* [Exercise requirements] Reproduce all of the data below verbatim, line by line, without changing anything.

Object pointing dataset rows
────
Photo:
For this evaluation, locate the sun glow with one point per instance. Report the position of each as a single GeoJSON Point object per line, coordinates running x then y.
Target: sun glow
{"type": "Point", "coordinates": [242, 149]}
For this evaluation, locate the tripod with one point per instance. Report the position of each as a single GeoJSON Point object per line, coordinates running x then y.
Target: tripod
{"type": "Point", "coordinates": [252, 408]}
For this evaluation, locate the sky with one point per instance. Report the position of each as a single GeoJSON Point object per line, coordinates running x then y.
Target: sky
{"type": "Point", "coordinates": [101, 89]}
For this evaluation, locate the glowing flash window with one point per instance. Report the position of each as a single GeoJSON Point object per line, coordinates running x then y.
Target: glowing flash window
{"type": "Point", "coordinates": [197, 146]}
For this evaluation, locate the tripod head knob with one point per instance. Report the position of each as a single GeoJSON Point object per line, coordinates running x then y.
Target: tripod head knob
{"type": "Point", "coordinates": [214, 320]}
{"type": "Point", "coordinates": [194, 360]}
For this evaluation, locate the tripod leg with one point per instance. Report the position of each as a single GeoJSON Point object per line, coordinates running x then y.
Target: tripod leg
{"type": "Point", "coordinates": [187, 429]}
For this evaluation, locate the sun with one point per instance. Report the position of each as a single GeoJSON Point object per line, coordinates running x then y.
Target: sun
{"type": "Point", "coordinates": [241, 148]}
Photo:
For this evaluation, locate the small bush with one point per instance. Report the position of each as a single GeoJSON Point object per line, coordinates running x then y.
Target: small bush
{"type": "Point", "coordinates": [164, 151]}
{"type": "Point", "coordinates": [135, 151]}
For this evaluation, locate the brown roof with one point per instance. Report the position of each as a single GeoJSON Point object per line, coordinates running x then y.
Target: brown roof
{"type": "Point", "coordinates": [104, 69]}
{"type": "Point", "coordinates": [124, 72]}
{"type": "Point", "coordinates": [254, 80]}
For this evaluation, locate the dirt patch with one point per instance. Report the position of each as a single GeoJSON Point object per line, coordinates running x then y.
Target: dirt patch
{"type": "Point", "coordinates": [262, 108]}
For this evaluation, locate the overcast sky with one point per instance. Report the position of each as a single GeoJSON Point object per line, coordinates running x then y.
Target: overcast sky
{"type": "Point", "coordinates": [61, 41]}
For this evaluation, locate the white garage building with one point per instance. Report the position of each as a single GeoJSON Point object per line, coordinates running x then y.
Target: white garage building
────
* [Completed exercise]
Photo:
For this evaluation, locate the sun glow with one point per instance. Report the position of each as a single GeoJSON Point object per line, coordinates running x then y.
Target: sun glow
{"type": "Point", "coordinates": [242, 149]}
For this evaluation, locate the tripod with one point per instance. Report the position of each as a single GeoJSON Point object per line, coordinates running x then y.
Target: tripod
{"type": "Point", "coordinates": [252, 408]}
For this evaluation, locate the sky with one point per instance. Report the position of each as a single GeoJSON Point object per line, coordinates running x then y.
Target: sky
{"type": "Point", "coordinates": [101, 89]}
For this evaluation, locate the glowing flash window with one point per instance. Report the position of each as a single GeoJSON Point object per line, coordinates running x then y.
Target: glowing flash window
{"type": "Point", "coordinates": [197, 146]}
For this evaluation, locate the tripod head knob with one point per instance. Report the position of each as a single GeoJSON Point object per line, coordinates running x then y.
Target: tripod head knob
{"type": "Point", "coordinates": [214, 320]}
{"type": "Point", "coordinates": [194, 360]}
For this evaluation, locate the tripod leg with one point per instance. Report the position of each as a single GeoJSON Point object per line, coordinates running x then y.
Target: tripod leg
{"type": "Point", "coordinates": [187, 429]}
For this evaluation, locate the sun with one point per instance. Report the position of each as a single GeoJSON Point object per line, coordinates running x then y.
Target: sun
{"type": "Point", "coordinates": [241, 148]}
Photo:
For this evaluation, locate the small bush with one point per instance. Report the position of each as a single GeoJSON Point object per line, coordinates running x then y.
Target: small bush
{"type": "Point", "coordinates": [164, 151]}
{"type": "Point", "coordinates": [135, 151]}
For this evaluation, locate the brown roof with one point per instance. Report the position of each as a single GeoJSON Point object per line, coordinates running x then y.
Target: brown roof
{"type": "Point", "coordinates": [104, 69]}
{"type": "Point", "coordinates": [124, 72]}
{"type": "Point", "coordinates": [254, 80]}
For this evaluation, locate the dirt patch with one point per instance. Report the position of each as a single GeoJSON Point object per line, coordinates running x then y.
Target: dirt patch
{"type": "Point", "coordinates": [262, 108]}
For this evaluation, locate the overcast sky with one point per instance. Report the position of each as a single GeoJSON Point object per line, coordinates running x then y.
Target: overcast sky
{"type": "Point", "coordinates": [61, 41]}
For this evaluation, locate the white garage building with one point per instance. Report the position of each as a single GeoJSON Point object per line, coordinates running x then y.
Target: white garage building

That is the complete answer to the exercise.